_GIVEN INSTRUCTION_. Return every line of the items below that contains the word "hand".

_ROWS_.

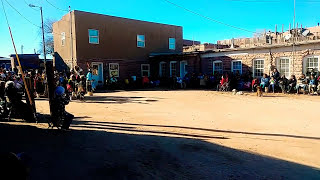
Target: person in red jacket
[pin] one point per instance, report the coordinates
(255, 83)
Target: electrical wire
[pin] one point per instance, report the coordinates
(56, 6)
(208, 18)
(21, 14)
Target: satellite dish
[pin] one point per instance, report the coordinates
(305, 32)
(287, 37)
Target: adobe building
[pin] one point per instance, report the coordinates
...
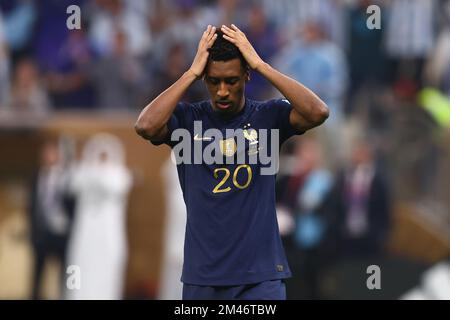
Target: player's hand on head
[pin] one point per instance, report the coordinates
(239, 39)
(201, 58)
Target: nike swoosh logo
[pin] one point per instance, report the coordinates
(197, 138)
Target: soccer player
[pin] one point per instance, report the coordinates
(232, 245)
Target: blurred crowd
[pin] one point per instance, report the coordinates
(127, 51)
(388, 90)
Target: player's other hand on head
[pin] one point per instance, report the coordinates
--
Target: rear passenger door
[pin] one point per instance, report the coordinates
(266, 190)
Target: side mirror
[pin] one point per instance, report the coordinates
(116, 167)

_EXERCISE RESULT_.
Target: player's hand on head
Target: player's other hand on head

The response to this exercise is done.